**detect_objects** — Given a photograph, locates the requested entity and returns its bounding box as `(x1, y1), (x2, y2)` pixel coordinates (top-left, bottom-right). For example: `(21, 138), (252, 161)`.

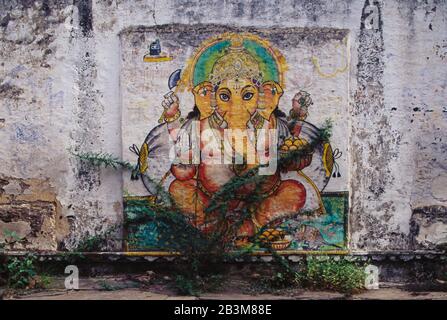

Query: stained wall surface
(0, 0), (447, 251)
───
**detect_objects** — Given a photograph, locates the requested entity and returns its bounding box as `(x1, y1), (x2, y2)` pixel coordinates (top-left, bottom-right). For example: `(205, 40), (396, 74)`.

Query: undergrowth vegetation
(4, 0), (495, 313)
───
▸ **PROBLEM**:
Copy every line from the entries above that contains the word "Given".

▸ **FINAL ANSWER**:
**detect_objects** — Given a photograph, locates the requested entity and returns its bounding box as `(x1, y1), (x2, y2)` pixel coordinates (top-left, bottom-right). For example: `(21, 138), (252, 161)`.
**detect_objects** — Given a photograph, locates the requested entity and returns its bounding box as `(x1, y1), (x2, y2)` pixel coordinates (top-left, bottom-right). For example: `(205, 40), (396, 74)`.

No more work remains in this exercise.